* [Source text]
Editor's note: Matt Wittmer is a Cape Girardeau native and an avid cyclist. He is helping to plot a bike route from Canada to Key West, Fla., as part of the East Coast Greenway. Wittmer's portion of the ride started in September in Washington, D.C., and will end in Key West in November.
"The day is a woman who loves you. Open." That's the beginning of Richard Hugo's poem "Driving Montana." It's been my mantra through South Carolina, which is blessing me with beautiful rides and the friendliest people this side of North Carolina. They wouldn't admit it, but these states are like lovely, talkative twins, nice to look at and hard to tell apart.
Any trip is a journey through landscape. Only the locals, though, can unlock it. I can observe the Gullah women making baskets, but if I don't engage them, I'm left with a pretty picture and no caption. As a result, one leaves with little more than the tourism guidebook impressions he brought. It's the difference between the map laid out on your kitchen table, and you actually moving through the map.

* [Records for the exercise]
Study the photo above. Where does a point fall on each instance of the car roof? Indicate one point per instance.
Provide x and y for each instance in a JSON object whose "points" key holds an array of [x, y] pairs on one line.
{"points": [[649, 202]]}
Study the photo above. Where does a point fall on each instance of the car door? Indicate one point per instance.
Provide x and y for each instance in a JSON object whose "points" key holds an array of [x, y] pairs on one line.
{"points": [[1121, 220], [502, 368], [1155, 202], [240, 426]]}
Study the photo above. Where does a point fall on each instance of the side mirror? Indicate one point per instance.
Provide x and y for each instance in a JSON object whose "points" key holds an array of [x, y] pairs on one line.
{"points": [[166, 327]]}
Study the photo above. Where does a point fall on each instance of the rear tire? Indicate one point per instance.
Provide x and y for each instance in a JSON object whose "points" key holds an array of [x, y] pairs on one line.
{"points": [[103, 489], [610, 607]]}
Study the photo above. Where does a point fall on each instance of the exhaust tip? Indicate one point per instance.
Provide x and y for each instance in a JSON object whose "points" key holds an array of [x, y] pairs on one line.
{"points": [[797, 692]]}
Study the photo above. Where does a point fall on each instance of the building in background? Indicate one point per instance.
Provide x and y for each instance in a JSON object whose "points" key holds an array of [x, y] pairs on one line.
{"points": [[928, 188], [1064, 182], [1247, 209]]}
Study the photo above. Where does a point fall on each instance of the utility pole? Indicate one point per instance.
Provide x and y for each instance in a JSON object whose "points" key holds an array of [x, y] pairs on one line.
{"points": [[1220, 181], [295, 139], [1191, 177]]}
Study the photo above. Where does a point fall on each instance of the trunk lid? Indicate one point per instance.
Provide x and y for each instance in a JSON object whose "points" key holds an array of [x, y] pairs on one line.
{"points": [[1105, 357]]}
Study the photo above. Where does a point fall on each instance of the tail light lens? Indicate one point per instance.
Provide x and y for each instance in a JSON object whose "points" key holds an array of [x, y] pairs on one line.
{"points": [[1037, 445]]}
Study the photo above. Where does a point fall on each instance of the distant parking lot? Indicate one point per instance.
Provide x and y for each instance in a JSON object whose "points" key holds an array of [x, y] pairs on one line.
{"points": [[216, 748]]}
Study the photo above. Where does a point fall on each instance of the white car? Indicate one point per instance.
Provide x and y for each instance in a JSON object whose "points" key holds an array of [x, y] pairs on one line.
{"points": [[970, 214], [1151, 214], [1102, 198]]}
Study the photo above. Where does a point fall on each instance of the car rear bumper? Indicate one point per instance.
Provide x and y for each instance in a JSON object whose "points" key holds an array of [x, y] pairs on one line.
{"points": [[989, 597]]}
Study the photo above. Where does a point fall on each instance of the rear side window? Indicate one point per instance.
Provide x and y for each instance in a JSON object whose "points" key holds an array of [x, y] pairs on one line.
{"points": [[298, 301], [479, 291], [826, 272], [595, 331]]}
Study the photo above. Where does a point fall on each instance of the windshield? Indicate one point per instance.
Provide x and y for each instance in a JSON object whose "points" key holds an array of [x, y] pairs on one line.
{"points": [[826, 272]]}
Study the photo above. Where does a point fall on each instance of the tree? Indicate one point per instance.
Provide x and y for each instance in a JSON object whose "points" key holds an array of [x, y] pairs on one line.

* [Set task A] Summarize the cycling column in two sentences.
* [Set task B] State how many lines of the records contain the string "side", with case counting, and give only the number.
The records are unrelated to the cycling column.

* [Correct result A] Matt Wittmer, a Cape Girardeau native and avid cyclist, is helping plot a bike route from Canada to Key West as part of the East Coast Greenway, riding his portion from Washington, D.C., in September to Key West in November. Writing from South Carolina, he praises its beautiful rides and friendly people and argues that only engaging with locals, such as the Gullah women making baskets, can unlock a landscape for a traveler.

* [Correct result B] 2